REQUIRED WORK: Can you reproduce the data beneath, keeping every line exact?

::: INPUT DATA :::

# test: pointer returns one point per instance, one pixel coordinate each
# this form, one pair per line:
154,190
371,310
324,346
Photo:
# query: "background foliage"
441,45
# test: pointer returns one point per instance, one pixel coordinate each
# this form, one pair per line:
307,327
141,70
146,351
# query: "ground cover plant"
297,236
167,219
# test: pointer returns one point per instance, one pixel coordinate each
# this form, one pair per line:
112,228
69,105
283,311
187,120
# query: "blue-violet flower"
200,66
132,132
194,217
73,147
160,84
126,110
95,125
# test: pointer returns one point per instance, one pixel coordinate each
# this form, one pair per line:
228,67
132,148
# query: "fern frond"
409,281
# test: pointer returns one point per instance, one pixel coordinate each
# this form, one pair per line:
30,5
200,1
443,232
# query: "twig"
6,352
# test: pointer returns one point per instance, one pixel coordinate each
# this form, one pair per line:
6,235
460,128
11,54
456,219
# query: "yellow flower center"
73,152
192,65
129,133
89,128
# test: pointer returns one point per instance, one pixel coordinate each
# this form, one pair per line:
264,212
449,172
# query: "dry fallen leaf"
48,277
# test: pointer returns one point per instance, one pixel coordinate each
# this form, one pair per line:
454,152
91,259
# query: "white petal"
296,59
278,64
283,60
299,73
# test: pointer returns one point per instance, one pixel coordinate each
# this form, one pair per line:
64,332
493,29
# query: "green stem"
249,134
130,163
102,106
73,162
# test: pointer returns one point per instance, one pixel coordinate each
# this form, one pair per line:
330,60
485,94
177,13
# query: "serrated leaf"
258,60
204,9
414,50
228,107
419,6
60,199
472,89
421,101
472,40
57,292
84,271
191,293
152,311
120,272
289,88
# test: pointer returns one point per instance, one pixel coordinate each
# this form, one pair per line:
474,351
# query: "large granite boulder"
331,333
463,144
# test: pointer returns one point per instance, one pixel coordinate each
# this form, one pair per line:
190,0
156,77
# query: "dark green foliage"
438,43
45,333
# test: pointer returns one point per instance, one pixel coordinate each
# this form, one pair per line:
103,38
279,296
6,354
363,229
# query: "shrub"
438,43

:::

PROBLEM SOLUTION:
# test: pointer returns one point per instance, one pixel coordinate each
# this form, one pair per line:
154,190
371,310
324,346
Photo:
# query: "background foliage"
441,45
# test: pointer returns one point per instance, one pixel coordinate each
# this form, one pair per line:
307,327
141,70
146,351
# query: "ground cover plant"
297,236
167,219
# test: pointer returns one point per instance, one pixel coordinate each
# this form, one pair per line:
112,228
69,105
283,311
187,120
# query: "blue-violet flower"
200,66
132,132
194,217
73,147
160,84
126,110
95,125
# test: pointer returns one point per instance, one pixel coordinate each
# this form, one pair per line:
228,67
132,148
# query: "fern frond"
409,281
# test: pointer returns one point per instance, one pixel coordinate each
# this form, one pair per line:
30,5
200,1
443,232
# query: "twig"
6,352
# test: pointer returns one point per instance, one pixel coordinate each
# this form, one pair per line:
6,235
460,128
11,54
456,219
# query: "yellow flower center"
73,152
192,65
129,133
89,128
# test: pointer returns one point per instance, one pixel coordinate each
# this form, one pair per line:
264,212
449,172
# query: "dry fallen leaf"
48,277
# test: pointer returns one point per instance, one pixel coordinate each
# this form, one pair per line:
454,152
91,259
# query: "white petal"
296,59
278,64
283,60
299,73
# test: pointer returns one point per instance, one pixel coordinate each
# this form, one pair per line:
64,332
493,29
# query: "green stem"
249,134
130,163
102,106
73,162
# test: pointer returns one point per instance, one pixel coordinate each
# this form, one pair per line:
330,60
485,94
177,13
# query: "serrated leaf"
258,60
204,9
414,50
228,107
419,6
60,199
472,89
421,101
472,40
57,292
84,271
191,293
152,311
120,272
289,88
# test: pointer returns one point per instance, one pixel coordinate each
# this form, one pair per line:
474,351
# query: "large granite boulder"
331,333
463,144
# test: pointer returns one point per instance, one pixel coordinate each
# this form, one pair per line:
190,0
156,77
# query: "dark green foliage"
438,43
45,333
# test: pointer returns one point per instance, one pixel coordinate each
# this form, one pair per line:
103,38
279,296
6,354
363,229
# query: "shrub"
438,43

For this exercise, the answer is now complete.